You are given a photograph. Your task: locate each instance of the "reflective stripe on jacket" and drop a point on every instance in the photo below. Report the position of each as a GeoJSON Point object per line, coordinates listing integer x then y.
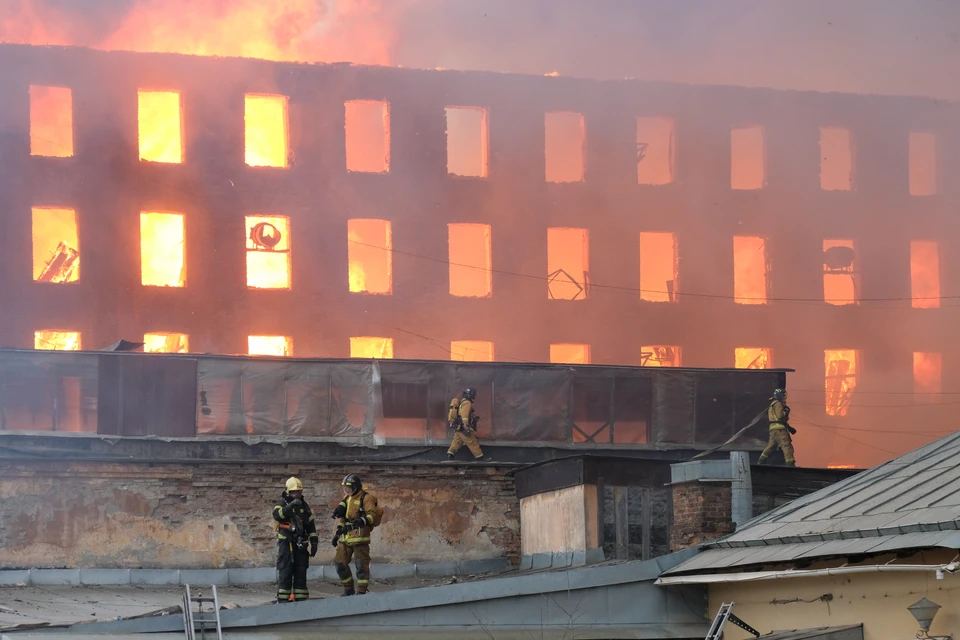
{"type": "Point", "coordinates": [353, 507]}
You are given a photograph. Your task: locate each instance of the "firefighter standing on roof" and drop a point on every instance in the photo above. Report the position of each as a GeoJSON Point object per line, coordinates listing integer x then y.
{"type": "Point", "coordinates": [356, 516]}
{"type": "Point", "coordinates": [462, 417]}
{"type": "Point", "coordinates": [779, 415]}
{"type": "Point", "coordinates": [296, 531]}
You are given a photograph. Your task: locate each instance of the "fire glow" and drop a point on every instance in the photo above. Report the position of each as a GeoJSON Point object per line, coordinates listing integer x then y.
{"type": "Point", "coordinates": [162, 262]}
{"type": "Point", "coordinates": [159, 126]}
{"type": "Point", "coordinates": [51, 122]}
{"type": "Point", "coordinates": [265, 130]}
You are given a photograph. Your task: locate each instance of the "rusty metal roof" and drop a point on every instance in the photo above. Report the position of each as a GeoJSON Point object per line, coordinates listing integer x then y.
{"type": "Point", "coordinates": [910, 502]}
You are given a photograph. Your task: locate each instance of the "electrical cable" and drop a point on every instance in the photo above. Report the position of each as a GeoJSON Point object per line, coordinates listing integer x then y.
{"type": "Point", "coordinates": [620, 288]}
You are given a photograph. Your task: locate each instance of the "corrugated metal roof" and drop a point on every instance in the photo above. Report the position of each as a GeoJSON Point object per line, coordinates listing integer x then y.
{"type": "Point", "coordinates": [910, 502]}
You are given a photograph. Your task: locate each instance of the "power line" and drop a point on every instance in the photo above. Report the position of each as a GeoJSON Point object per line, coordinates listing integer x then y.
{"type": "Point", "coordinates": [840, 435]}
{"type": "Point", "coordinates": [620, 288]}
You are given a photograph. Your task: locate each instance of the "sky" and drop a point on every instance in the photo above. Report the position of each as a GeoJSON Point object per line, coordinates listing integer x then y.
{"type": "Point", "coordinates": [895, 47]}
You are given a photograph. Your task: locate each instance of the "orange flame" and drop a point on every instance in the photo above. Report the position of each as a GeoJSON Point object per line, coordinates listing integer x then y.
{"type": "Point", "coordinates": [841, 380]}
{"type": "Point", "coordinates": [160, 127]}
{"type": "Point", "coordinates": [370, 347]}
{"type": "Point", "coordinates": [51, 122]}
{"type": "Point", "coordinates": [265, 127]}
{"type": "Point", "coordinates": [162, 262]}
{"type": "Point", "coordinates": [359, 31]}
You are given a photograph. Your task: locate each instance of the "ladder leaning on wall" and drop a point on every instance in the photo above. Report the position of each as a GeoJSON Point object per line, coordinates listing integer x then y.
+ + + + + + +
What's needed here is an exact repeat of all the records above, pictures excluded.

You are given a photograph. Your task: locate each instance of the "reflective stripe on jacket" and drop a point on every instance in the photo below. Report the position of each as a GeoJSON Point object per line, coordinates listing integer x then y.
{"type": "Point", "coordinates": [353, 507]}
You are given a photograph. Your task: locate each instance of the "firefighter standing on roof" and drop a point on every instance in the photo above. Report the position of each as a GeoJSON Point object per line, coordinates listing integer x then y.
{"type": "Point", "coordinates": [356, 516]}
{"type": "Point", "coordinates": [462, 417]}
{"type": "Point", "coordinates": [779, 415]}
{"type": "Point", "coordinates": [296, 531]}
You are given a photograph. Your task: locate each instance of the "fire glow" and drop a point on every instance in the photo above. Report the position of each as a GeoJSON Point object per line, coordinates listing integer x then y.
{"type": "Point", "coordinates": [162, 262]}
{"type": "Point", "coordinates": [159, 126]}
{"type": "Point", "coordinates": [51, 122]}
{"type": "Point", "coordinates": [265, 130]}
You are given a photograph. Your task: locate each instance of the "rusty metal roof" and drop a point on every instance in the photo above. Report the position of each as a GeoJSON Point object per line, coordinates listing integer x then y.
{"type": "Point", "coordinates": [910, 502]}
You are given a photograph. Your task: locate each instance of the "electrical cable" and drop a point on every instance in the photo above. Report the position of each as a GeoJSON Point object per line, coordinates listing integer x then y.
{"type": "Point", "coordinates": [620, 288]}
You are given a photograph. Your task: locate each instance of the "corrugated metal roof" and drop a point on every instance in the photo above. Report the position of each as a GeoJSON Point object per line, coordinates listing integer x then y.
{"type": "Point", "coordinates": [910, 502]}
You are given a photograph. Your task: locate each instance of the "power line" and drop a point on every instance in the photo above. Report the position of each as a GeoJSON Point object per line, coordinates listing integer x then y.
{"type": "Point", "coordinates": [840, 435]}
{"type": "Point", "coordinates": [620, 288]}
You are given a photograph. Your task: locate each instance of the "sky" and drop a point on every instance in the photo above. Report the position of each as a GeoJSON Point object per line, coordinates listing integer x then y.
{"type": "Point", "coordinates": [895, 47]}
You are given a photograph. Your task: locate each instance of the "orange flame" and drop a point on every instance in the photo above. Report the position of each as a GeoJSON Point object per line, coordinates listing integer x then y.
{"type": "Point", "coordinates": [841, 380]}
{"type": "Point", "coordinates": [160, 127]}
{"type": "Point", "coordinates": [370, 347]}
{"type": "Point", "coordinates": [51, 122]}
{"type": "Point", "coordinates": [265, 127]}
{"type": "Point", "coordinates": [162, 262]}
{"type": "Point", "coordinates": [359, 31]}
You are given a photograph. Your task: locate each instance of the "ladder leaning on wall" and drop a point on every instance in the photo above. Report the position of each as a GeoJSON Point object per line, coordinates listing integer x then y.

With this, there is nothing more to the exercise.